→ **Brief**:
Find every line in the data below that contains the word "wall" and copy each of those lines out in full. Match case exactly.

→ **Data for processing**:
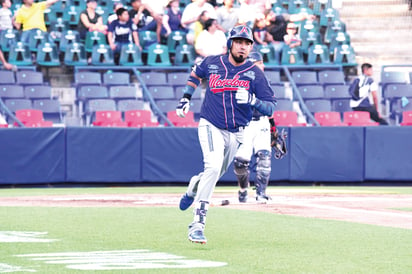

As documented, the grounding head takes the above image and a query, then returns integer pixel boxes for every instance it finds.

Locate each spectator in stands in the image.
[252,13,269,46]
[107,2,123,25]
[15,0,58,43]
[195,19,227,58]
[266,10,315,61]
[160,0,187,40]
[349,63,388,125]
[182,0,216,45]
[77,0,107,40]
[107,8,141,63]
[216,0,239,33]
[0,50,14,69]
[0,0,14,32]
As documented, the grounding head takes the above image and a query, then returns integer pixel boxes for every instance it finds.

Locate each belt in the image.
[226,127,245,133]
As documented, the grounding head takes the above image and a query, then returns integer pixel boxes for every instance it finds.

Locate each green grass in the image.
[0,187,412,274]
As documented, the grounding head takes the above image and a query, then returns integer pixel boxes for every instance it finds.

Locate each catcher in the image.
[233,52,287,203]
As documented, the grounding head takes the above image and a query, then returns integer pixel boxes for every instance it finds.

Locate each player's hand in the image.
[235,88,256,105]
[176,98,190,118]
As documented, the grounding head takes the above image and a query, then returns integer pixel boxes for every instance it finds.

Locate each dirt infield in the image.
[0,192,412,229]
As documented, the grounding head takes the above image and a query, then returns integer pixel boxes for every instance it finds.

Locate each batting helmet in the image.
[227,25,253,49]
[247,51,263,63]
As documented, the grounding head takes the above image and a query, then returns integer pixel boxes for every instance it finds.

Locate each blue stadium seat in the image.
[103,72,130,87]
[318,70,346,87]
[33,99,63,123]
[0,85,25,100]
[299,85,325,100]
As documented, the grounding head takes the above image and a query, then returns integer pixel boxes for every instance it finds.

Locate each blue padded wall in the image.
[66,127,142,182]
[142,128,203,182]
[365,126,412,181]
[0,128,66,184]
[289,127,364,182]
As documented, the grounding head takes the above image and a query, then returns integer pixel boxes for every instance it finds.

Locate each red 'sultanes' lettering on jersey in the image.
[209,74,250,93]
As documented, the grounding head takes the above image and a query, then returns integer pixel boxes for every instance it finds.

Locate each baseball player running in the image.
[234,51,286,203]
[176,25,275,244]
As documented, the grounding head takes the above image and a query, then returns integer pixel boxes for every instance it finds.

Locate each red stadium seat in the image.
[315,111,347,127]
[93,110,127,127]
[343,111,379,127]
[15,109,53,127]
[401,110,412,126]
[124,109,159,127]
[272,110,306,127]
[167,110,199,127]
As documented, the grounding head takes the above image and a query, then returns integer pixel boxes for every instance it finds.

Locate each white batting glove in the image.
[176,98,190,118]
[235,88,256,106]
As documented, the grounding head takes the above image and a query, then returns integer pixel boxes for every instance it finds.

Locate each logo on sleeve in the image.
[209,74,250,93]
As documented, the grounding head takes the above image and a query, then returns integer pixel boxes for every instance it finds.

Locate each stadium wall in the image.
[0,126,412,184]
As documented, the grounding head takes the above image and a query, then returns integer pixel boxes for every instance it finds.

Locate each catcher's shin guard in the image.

* * *

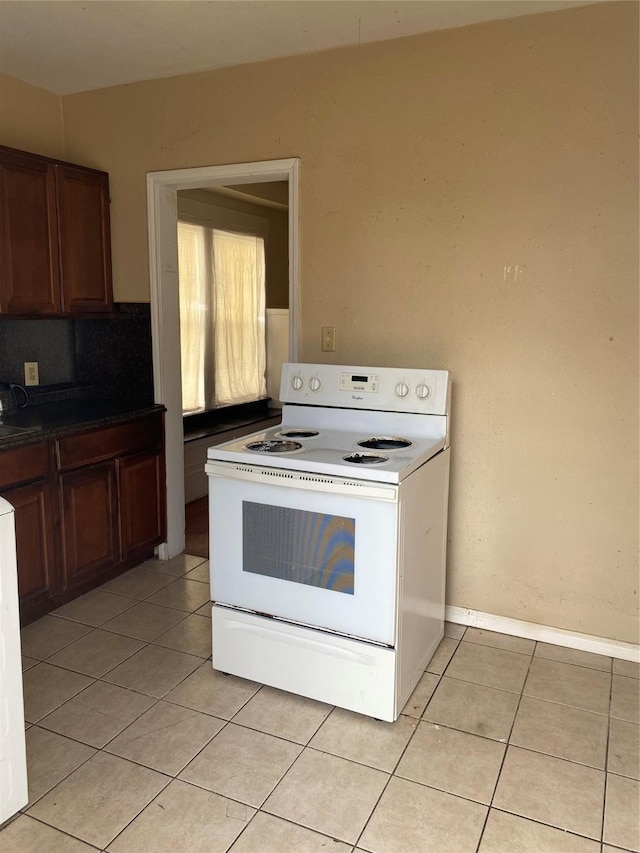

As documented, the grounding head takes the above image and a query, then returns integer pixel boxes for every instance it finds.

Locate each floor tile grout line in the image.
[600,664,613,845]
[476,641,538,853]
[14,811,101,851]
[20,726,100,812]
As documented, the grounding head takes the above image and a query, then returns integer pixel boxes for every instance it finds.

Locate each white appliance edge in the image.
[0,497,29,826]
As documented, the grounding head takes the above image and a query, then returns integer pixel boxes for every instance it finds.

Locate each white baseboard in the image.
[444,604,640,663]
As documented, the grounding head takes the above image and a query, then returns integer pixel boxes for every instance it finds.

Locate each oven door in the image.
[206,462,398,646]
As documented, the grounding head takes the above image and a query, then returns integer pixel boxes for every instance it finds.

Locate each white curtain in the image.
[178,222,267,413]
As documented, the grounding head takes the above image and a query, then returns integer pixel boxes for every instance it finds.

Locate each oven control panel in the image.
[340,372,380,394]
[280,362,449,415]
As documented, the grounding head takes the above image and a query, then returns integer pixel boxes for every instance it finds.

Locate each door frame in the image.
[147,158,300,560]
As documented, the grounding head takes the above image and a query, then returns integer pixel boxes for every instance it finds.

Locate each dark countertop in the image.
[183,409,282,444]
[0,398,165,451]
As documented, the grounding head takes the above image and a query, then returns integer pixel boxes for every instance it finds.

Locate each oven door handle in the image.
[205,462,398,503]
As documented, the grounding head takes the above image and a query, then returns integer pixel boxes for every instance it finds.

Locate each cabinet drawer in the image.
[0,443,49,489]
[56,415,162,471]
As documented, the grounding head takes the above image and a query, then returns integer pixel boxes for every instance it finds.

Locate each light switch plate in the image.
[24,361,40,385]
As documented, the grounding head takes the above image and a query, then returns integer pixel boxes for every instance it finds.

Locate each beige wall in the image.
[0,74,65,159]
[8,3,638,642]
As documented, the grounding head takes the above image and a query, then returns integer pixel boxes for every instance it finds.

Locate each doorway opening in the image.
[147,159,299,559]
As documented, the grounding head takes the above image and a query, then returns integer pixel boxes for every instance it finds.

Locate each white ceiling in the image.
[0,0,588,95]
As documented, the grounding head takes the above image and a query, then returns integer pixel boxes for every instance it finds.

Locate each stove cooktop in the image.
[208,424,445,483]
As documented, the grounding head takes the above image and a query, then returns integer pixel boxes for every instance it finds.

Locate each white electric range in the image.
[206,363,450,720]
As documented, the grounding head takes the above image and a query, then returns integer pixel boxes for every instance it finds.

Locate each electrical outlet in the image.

→ **Full output**:
Locate each blue padded wall in the image.
Locate each stadium wall in the image.
Locate each beige wall in the image.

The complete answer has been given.